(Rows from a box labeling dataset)
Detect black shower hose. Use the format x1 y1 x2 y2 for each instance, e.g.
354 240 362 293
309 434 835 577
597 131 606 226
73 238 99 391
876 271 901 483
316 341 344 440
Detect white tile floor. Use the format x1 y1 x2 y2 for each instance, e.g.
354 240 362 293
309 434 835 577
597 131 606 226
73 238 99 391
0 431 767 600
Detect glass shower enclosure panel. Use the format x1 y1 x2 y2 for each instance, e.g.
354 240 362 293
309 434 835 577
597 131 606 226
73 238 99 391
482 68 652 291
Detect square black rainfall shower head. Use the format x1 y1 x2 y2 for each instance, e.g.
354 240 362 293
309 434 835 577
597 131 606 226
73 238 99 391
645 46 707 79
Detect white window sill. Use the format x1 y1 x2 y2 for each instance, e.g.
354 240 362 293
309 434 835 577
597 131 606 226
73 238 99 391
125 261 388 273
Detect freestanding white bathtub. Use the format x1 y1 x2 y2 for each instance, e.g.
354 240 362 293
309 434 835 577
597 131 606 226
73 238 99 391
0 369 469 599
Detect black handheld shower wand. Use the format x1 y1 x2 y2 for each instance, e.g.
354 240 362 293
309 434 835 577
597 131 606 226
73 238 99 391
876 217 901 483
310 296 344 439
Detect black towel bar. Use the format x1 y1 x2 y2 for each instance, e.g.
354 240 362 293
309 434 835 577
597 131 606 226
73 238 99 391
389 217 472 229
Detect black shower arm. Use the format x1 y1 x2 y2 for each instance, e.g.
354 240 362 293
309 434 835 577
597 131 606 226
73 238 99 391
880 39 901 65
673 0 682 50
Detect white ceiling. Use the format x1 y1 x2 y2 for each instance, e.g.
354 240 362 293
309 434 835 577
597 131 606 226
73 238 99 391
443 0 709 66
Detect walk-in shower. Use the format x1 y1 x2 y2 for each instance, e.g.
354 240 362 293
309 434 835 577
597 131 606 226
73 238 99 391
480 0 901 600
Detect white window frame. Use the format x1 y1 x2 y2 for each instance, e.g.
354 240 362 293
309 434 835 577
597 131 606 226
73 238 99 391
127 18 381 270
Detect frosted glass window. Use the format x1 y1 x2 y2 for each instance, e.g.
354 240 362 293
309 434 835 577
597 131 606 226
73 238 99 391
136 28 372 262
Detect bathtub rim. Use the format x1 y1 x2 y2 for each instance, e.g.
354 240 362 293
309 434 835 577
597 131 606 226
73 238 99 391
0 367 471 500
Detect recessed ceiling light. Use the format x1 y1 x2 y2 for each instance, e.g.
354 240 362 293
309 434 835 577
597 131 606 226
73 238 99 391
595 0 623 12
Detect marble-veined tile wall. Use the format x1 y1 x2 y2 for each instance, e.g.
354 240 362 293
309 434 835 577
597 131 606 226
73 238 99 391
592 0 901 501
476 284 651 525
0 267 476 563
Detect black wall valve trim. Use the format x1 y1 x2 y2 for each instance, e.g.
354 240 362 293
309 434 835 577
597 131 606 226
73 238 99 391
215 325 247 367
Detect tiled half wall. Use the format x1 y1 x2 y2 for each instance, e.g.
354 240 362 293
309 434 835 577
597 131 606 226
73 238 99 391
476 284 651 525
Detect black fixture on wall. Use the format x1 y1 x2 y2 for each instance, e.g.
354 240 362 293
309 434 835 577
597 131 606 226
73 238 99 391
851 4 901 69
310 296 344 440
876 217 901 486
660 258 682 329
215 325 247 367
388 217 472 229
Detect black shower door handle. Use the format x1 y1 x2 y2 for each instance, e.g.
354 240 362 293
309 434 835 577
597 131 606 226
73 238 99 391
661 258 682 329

> [Problem] Please write out all of the records above again, substituting "Locate" for each occurrence of "Detect" and leaving everything else unchanged.

> [Solution to this task]
Locate black shower hose. Use the format x1 y1 x2 y2 for each instance, e.g.
354 240 362 293
309 434 835 577
597 131 606 226
73 238 99 391
876 271 901 483
316 341 344 440
Locate white tile floor. Use the format x1 y1 x2 y2 for each instance, e.g.
354 240 362 293
309 434 835 577
597 131 606 226
73 238 99 391
0 431 767 600
Locate glass shower enclosure panel. Use the format x1 y1 x2 y2 for each instance, e.g.
354 240 362 293
309 434 835 577
597 131 606 226
73 238 99 391
482 68 652 291
Locate square black rainfall shower head. Use the format x1 y1 x2 y2 for each instance, e.g.
354 240 362 293
309 434 835 577
597 131 606 226
73 238 99 391
645 46 707 79
Locate white window sill. Use the format x1 y1 x2 y2 for each instance, e.g.
354 240 362 293
309 434 835 577
597 131 606 226
73 238 99 391
125 261 388 273
Locate freestanding white bathtub. Use the format x1 y1 x2 y2 for each instance, e.g.
354 240 362 293
309 434 835 577
597 131 606 226
73 238 99 391
0 369 469 599
Locate black handheld shower wand. Use the format x1 y1 x2 y2 for each instance, e.g.
354 240 362 293
309 434 835 577
597 131 606 226
73 238 99 391
876 217 901 483
310 296 344 439
Locate black towel bar. Use the format x1 y1 x2 y2 for each instance, e.g.
354 240 362 293
309 434 835 577
597 131 606 226
73 238 99 391
389 217 472 229
Locate black shower arm. Use the format x1 y1 x2 y2 for each instance, e.g.
354 240 362 293
309 434 835 577
597 131 606 226
73 238 99 391
880 39 901 65
673 0 682 50
Locate white ceiling. Use the format x1 y1 x2 y2 for each instance, e.g.
354 240 362 293
309 434 835 577
597 131 606 226
73 238 99 391
443 0 709 66
Locate walk-in shower. Use the format x1 y1 x2 y2 for each instance, e.g.
354 240 362 293
309 434 835 577
597 131 606 226
73 238 99 391
480 0 901 600
Locate white window frame. Use the format x1 y1 x2 y2 for each instance, e.g.
354 240 362 293
309 434 835 577
597 131 606 226
73 238 99 391
127 18 381 270
Locate frosted glass window. Use the format x1 y1 x2 y2 for each instance, e.g.
354 240 362 293
309 434 835 577
597 131 606 226
73 238 99 391
136 28 372 262
Locate bathtub rim. Use the format x1 y1 x2 y2 for each instance, e.g.
354 240 362 293
309 434 835 577
597 131 606 226
73 238 99 391
0 367 471 500
Locate recessed ceiling light. Use the format x1 y1 x2 y2 for each instance, e.g.
354 240 362 293
309 434 835 577
597 131 606 226
73 238 99 391
595 0 623 12
Locate marble-veined tile wall. Use the format x1 y1 x2 y2 for each instance, e.g.
354 240 362 293
309 434 835 577
597 131 606 226
73 238 99 391
592 0 901 501
476 284 651 525
0 267 476 563
Locate black wall valve trim. Use the format x1 y1 x2 y2 for each instance, e.g.
354 240 362 293
309 434 835 577
597 131 606 226
73 238 99 391
215 325 247 367
Locate tiled half wall. Use the format x1 y1 x2 y2 for each instance, e.g.
354 240 362 293
309 434 835 577
597 131 606 226
73 238 99 391
476 284 651 525
Locate black fixture on wall. Use the format x1 y1 x2 y2 for each instance, e.g.
354 240 362 293
309 434 835 577
597 131 606 226
73 238 99 391
851 4 901 69
310 296 344 440
876 217 901 486
660 258 682 329
215 325 247 367
388 217 472 229
Locate black shower door handle. Use the format x1 y1 x2 y2 for each instance, e.g.
354 240 362 293
309 434 835 577
597 131 606 226
73 238 99 391
661 258 682 329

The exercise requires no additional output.